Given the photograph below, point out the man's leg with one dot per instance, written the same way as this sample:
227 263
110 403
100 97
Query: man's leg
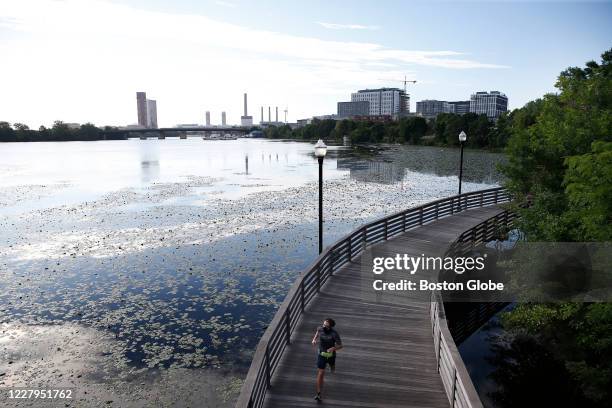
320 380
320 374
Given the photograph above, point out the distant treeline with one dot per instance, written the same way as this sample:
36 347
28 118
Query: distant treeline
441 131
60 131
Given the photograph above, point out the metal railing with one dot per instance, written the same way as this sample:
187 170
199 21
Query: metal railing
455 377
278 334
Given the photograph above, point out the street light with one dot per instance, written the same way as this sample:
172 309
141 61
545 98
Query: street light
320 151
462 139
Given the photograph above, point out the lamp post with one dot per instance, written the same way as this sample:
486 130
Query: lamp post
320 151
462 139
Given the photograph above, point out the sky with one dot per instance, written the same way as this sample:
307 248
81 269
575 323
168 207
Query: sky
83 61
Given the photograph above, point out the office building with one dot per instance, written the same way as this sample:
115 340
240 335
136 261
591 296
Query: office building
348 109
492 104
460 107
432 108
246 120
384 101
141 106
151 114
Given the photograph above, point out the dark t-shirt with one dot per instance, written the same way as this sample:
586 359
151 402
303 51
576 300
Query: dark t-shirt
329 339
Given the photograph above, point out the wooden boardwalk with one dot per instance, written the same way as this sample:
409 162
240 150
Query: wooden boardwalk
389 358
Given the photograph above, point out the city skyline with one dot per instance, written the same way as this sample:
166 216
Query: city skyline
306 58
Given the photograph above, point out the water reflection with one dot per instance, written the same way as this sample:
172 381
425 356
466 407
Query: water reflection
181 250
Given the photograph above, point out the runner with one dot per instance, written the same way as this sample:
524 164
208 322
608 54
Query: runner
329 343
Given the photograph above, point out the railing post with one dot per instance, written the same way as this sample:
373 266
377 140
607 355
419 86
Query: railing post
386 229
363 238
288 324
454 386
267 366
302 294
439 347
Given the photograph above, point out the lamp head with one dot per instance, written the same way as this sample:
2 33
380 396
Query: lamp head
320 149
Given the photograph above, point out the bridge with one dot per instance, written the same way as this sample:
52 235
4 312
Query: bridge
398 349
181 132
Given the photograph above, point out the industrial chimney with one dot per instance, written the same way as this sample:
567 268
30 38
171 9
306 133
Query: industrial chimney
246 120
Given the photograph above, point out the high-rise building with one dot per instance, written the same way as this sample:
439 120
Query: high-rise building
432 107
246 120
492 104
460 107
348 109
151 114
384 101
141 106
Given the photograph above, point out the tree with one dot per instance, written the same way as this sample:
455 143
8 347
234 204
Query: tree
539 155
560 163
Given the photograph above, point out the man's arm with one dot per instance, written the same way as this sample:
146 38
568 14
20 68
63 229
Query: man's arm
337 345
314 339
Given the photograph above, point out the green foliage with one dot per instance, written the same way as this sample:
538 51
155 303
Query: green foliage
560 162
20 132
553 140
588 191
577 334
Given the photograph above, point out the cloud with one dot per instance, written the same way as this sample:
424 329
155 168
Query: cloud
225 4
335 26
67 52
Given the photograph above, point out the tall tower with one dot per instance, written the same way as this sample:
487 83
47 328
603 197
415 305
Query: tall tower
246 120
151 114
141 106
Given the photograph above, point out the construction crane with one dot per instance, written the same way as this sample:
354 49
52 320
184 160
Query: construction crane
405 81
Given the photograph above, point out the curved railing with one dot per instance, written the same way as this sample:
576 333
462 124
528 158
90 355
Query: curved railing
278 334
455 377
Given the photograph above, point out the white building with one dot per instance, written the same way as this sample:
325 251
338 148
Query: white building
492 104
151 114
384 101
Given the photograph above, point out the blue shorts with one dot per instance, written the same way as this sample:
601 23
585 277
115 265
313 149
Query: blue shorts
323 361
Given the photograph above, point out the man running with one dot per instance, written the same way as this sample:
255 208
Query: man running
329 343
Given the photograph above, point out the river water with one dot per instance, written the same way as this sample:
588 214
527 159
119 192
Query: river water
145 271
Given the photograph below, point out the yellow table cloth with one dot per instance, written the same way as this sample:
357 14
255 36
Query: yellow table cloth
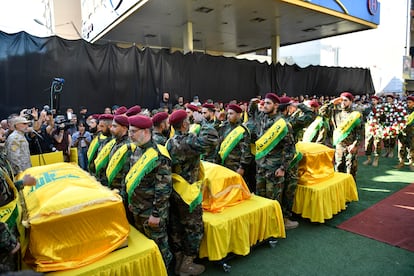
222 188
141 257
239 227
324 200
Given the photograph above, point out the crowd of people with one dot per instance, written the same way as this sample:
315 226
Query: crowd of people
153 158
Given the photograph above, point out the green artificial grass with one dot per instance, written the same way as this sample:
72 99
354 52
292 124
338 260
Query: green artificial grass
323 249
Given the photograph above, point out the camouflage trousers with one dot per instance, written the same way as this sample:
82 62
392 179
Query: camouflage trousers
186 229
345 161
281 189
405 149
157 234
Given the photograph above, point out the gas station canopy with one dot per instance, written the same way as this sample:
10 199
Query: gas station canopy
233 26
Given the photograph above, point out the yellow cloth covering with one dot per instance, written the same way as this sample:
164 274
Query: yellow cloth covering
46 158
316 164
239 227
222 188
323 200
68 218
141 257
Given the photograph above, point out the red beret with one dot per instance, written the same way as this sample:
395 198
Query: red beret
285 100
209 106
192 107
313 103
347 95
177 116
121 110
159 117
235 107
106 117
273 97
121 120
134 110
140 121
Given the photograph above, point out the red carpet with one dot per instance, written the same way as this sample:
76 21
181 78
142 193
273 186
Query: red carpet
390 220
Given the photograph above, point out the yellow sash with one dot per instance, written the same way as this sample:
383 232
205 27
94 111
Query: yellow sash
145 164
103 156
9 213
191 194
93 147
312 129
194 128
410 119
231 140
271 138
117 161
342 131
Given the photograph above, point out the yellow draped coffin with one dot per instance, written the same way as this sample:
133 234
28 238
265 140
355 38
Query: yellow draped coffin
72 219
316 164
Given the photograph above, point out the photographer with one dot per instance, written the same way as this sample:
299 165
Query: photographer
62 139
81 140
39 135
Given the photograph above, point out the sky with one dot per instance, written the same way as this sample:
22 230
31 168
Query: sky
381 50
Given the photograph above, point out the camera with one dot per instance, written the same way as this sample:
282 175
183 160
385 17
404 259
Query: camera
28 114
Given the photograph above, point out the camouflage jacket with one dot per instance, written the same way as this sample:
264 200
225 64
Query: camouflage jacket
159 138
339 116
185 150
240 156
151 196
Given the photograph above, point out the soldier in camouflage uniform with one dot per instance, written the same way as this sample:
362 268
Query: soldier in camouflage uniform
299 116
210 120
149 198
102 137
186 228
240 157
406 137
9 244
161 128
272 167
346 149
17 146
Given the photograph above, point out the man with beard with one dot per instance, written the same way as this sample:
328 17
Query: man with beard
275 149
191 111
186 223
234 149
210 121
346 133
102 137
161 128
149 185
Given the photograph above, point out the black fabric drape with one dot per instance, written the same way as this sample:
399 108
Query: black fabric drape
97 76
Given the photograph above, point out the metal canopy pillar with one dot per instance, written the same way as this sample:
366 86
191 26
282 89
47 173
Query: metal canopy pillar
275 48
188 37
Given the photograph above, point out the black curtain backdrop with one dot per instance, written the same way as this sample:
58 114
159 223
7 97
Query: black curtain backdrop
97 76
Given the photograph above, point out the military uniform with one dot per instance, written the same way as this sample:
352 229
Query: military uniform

■ What is needed:
From the entries above, extract each line containing "below".

■ Written solution:
Given the photograph below, point out the man's leg with one dot per instance, written the same way as this sample:
Given the photograph below, point out the yellow table cloth with one dot per instance, written the same way as this sample:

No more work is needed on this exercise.